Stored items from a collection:
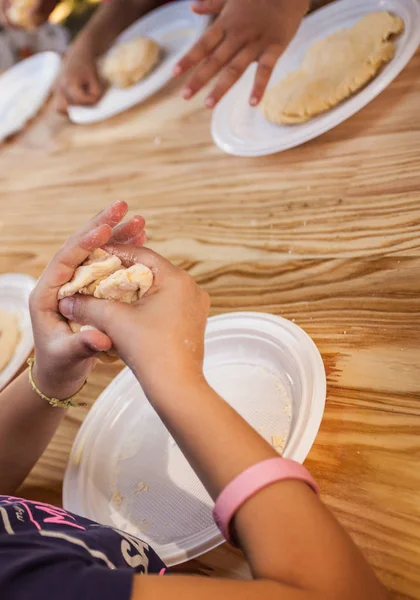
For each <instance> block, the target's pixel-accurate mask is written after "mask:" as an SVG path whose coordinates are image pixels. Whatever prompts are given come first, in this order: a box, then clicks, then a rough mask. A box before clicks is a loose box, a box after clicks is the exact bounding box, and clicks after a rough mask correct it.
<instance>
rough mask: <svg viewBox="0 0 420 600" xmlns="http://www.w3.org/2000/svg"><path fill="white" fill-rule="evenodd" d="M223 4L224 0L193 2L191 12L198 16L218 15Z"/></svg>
mask: <svg viewBox="0 0 420 600" xmlns="http://www.w3.org/2000/svg"><path fill="white" fill-rule="evenodd" d="M225 3H226V0H195V2H193V3H192V4H191V10H192V11H193V12H195V13H197V14H198V15H218V14H219V13H220V12H221V10H222V8H223V7H224V5H225Z"/></svg>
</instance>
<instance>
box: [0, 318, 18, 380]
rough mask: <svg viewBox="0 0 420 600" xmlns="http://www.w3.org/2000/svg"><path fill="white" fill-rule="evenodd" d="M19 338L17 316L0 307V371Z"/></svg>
mask: <svg viewBox="0 0 420 600" xmlns="http://www.w3.org/2000/svg"><path fill="white" fill-rule="evenodd" d="M19 340H20V329H19V324H18V319H17V316H16V315H14V314H13V313H9V312H6V311H3V310H1V309H0V371H2V370H3V369H4V368H5V367H7V365H8V364H9V362H10V361H11V359H12V356H13V354H14V353H15V350H16V348H17V345H18V343H19Z"/></svg>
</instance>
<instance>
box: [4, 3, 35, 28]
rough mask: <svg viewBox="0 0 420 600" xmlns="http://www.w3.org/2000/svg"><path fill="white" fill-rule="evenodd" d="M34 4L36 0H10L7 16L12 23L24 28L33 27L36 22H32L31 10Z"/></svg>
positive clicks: (33, 26) (15, 24)
mask: <svg viewBox="0 0 420 600" xmlns="http://www.w3.org/2000/svg"><path fill="white" fill-rule="evenodd" d="M36 5H37V0H12V2H11V4H10V6H9V8H8V9H7V18H8V19H9V21H10V23H12V25H17V26H18V27H23V28H24V29H35V27H36V23H35V22H34V18H33V15H32V10H33V9H34V8H35V6H36Z"/></svg>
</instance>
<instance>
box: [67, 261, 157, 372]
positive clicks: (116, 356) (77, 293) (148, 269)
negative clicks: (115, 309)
mask: <svg viewBox="0 0 420 600" xmlns="http://www.w3.org/2000/svg"><path fill="white" fill-rule="evenodd" d="M152 284H153V273H152V271H151V270H150V269H149V268H148V267H146V266H145V265H141V264H135V265H132V266H131V267H128V268H125V267H124V266H123V265H122V263H121V260H120V259H119V258H118V257H117V256H113V255H112V254H109V253H108V252H105V250H101V249H98V250H95V251H94V252H92V254H91V255H90V256H89V257H88V258H87V259H86V260H85V261H84V262H83V263H82V264H81V265H80V267H77V269H76V271H75V272H74V275H73V278H72V279H71V281H69V282H68V283H66V284H65V285H63V286H62V287H61V288H60V290H59V291H58V299H59V300H62V299H63V298H67V297H68V296H73V295H74V294H85V295H86V296H94V297H95V298H102V299H104V300H117V301H119V302H124V303H125V304H133V302H137V300H139V299H140V298H141V297H142V296H144V294H146V293H147V292H148V291H149V289H150V288H151V287H152ZM69 327H70V329H71V330H72V331H73V333H78V332H79V331H92V330H95V328H94V327H92V326H90V325H83V326H81V325H79V323H75V322H74V321H69ZM99 358H100V359H101V360H102V361H103V362H112V361H114V360H117V358H118V355H117V353H116V351H115V349H114V348H111V349H110V350H108V351H107V352H101V353H100V355H99Z"/></svg>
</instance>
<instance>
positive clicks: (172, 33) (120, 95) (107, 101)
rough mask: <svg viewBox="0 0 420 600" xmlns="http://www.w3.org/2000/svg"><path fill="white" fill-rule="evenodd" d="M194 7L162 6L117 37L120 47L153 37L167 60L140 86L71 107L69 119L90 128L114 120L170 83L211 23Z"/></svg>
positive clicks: (187, 5)
mask: <svg viewBox="0 0 420 600" xmlns="http://www.w3.org/2000/svg"><path fill="white" fill-rule="evenodd" d="M190 4H191V3H190V1H189V0H187V1H186V2H172V3H171V4H168V5H166V6H162V7H161V8H158V9H156V10H154V11H153V12H151V13H150V14H148V15H146V16H145V17H143V18H142V19H140V20H139V21H137V22H136V23H134V25H132V26H131V27H129V28H128V29H127V30H126V31H124V32H123V33H122V34H121V35H120V36H119V37H118V38H117V41H116V44H118V43H120V42H126V41H127V40H131V39H132V38H134V37H137V36H139V35H144V36H147V37H150V38H152V39H154V40H155V41H156V42H157V43H158V44H159V45H160V46H161V47H162V48H163V59H162V61H161V62H160V63H159V65H158V66H157V67H156V68H155V69H154V70H153V71H152V72H151V73H150V75H148V76H147V77H146V78H145V79H143V80H142V81H140V82H139V83H137V84H136V85H133V86H131V87H129V88H125V89H118V88H116V87H111V88H110V89H109V90H108V91H107V92H106V93H105V95H104V97H103V98H102V99H101V100H100V101H99V102H98V104H96V105H95V106H92V107H84V106H71V107H70V108H69V117H70V119H71V120H72V121H73V123H79V124H82V125H86V124H89V123H97V122H98V121H103V120H104V119H108V118H109V117H113V116H114V115H117V114H118V113H120V112H123V111H124V110H127V109H128V108H131V107H132V106H135V105H136V104H139V103H140V102H143V100H146V98H148V97H149V96H151V95H152V94H154V93H156V92H157V91H158V90H160V89H161V88H162V87H163V86H164V85H166V84H167V83H168V81H169V80H170V79H171V77H172V69H173V68H174V66H175V65H176V63H177V62H178V60H179V59H180V58H181V57H182V56H183V55H184V54H185V53H186V52H188V50H189V49H190V48H191V47H192V46H193V45H194V44H195V42H196V41H197V40H198V39H199V38H200V37H201V35H202V33H203V32H204V30H205V29H206V27H207V24H208V22H209V18H208V17H203V16H199V15H196V14H194V13H193V12H192V11H191V8H190ZM111 50H112V49H111Z"/></svg>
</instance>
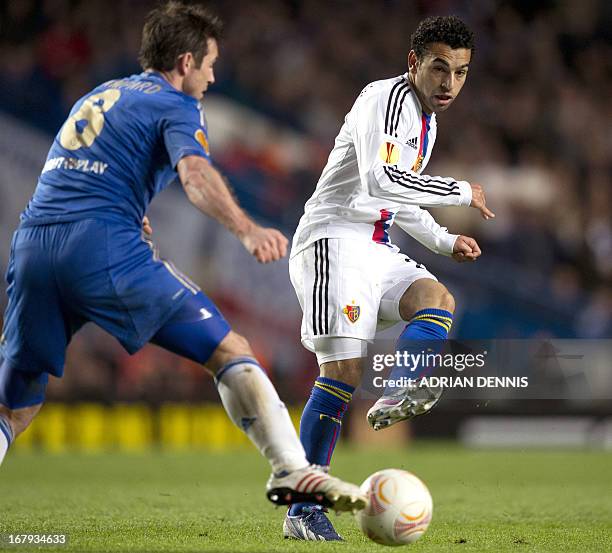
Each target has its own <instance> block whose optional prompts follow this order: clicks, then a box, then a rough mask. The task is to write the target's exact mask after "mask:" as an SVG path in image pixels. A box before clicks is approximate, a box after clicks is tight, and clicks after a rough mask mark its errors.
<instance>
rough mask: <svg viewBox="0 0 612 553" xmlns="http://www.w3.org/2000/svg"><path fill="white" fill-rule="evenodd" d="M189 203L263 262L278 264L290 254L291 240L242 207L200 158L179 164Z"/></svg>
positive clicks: (217, 173) (258, 260) (209, 163)
mask: <svg viewBox="0 0 612 553" xmlns="http://www.w3.org/2000/svg"><path fill="white" fill-rule="evenodd" d="M177 171H178V174H179V179H180V181H181V184H182V185H183V188H184V190H185V193H186V194H187V197H188V198H189V201H190V202H191V203H192V204H193V205H195V206H196V207H197V208H198V209H199V210H200V211H201V212H202V213H205V214H206V215H209V216H210V217H212V218H213V219H215V220H217V221H219V222H220V223H221V224H222V225H224V226H225V227H226V228H227V229H228V230H229V231H230V232H232V233H233V234H235V235H236V236H237V237H238V239H239V240H240V241H241V242H242V244H243V246H244V247H245V248H246V250H247V251H248V252H249V253H250V254H251V255H253V256H254V257H255V258H256V259H257V261H259V262H260V263H269V262H270V261H277V260H278V259H280V258H281V257H284V256H285V255H286V253H287V246H288V241H287V238H285V236H283V234H282V233H280V232H279V231H278V230H276V229H272V228H264V227H261V226H259V225H258V224H257V223H255V221H253V220H252V219H251V218H250V217H249V216H248V215H247V214H246V213H245V212H244V210H243V209H242V208H241V207H240V206H239V205H238V203H237V202H236V200H235V198H234V196H233V195H232V193H231V192H230V190H229V188H228V186H227V184H226V183H225V180H224V179H223V177H222V176H221V173H219V171H217V170H216V169H215V168H214V167H213V166H212V165H211V164H210V163H209V162H208V160H206V159H205V158H203V157H200V156H185V157H184V158H182V159H181V160H180V161H179V162H178V164H177Z"/></svg>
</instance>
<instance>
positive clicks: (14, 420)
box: [0, 403, 42, 439]
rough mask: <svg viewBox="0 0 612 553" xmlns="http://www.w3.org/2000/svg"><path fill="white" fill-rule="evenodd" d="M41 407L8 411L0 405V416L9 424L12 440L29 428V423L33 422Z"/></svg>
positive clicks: (13, 409) (3, 406) (32, 407)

■ **Instructions for the task**
The reply should hold only the lines running from the top of the records to the line containing "positive clicks: (116, 356)", both included, copied exactly with no pictures.

■ **Answer space**
For each <instance> block, the target's pixel-accurate mask is written after "mask:" as an SVG path whose coordinates are image pixels. Whatever prompts are given come first, in this order: a box, then clicks, then a rough mask. A box before clicks is a loose box, a box after clicks is the exact bounding box, and clicks after a rough mask correct it.
<instance>
rough mask: <svg viewBox="0 0 420 600" xmlns="http://www.w3.org/2000/svg"><path fill="white" fill-rule="evenodd" d="M223 4L224 0L193 2L191 12L198 16L218 15Z"/></svg>
mask: <svg viewBox="0 0 420 600" xmlns="http://www.w3.org/2000/svg"><path fill="white" fill-rule="evenodd" d="M225 3H226V0H195V2H193V3H192V4H191V10H192V11H193V12H195V13H197V14H198V15H218V14H219V13H220V12H221V10H222V8H223V7H224V5H225Z"/></svg>
</instance>
<instance>
box: [0, 318, 18, 380]
rough mask: <svg viewBox="0 0 420 600" xmlns="http://www.w3.org/2000/svg"><path fill="white" fill-rule="evenodd" d="M19 338L17 316L0 307V371Z"/></svg>
mask: <svg viewBox="0 0 420 600" xmlns="http://www.w3.org/2000/svg"><path fill="white" fill-rule="evenodd" d="M19 340H20V329H19V324H18V319H17V316H16V315H14V314H13V313H9V312H6V311H3V310H1V309H0V371H2V370H3V369H4V368H5V367H7V365H8V364H9V362H10V361H11V359H12V356H13V354H14V353H15V350H16V348H17V345H18V343H19Z"/></svg>
</instance>
<instance>
box: [4, 3, 35, 28]
rough mask: <svg viewBox="0 0 420 600" xmlns="http://www.w3.org/2000/svg"><path fill="white" fill-rule="evenodd" d="M34 4L36 0H10L7 16L12 23L24 28L33 27L36 22H32L31 10Z"/></svg>
positive clicks: (33, 26) (15, 24)
mask: <svg viewBox="0 0 420 600" xmlns="http://www.w3.org/2000/svg"><path fill="white" fill-rule="evenodd" d="M36 5H37V0H12V2H11V4H10V6H9V8H8V9H7V18H8V19H9V21H10V23H12V25H17V26H18V27H23V28H24V29H35V27H36V23H35V22H34V18H33V15H32V10H33V9H34V8H35V6H36Z"/></svg>
</instance>
<instance>
box: [67, 261, 157, 372]
positive clicks: (116, 356) (77, 293) (148, 269)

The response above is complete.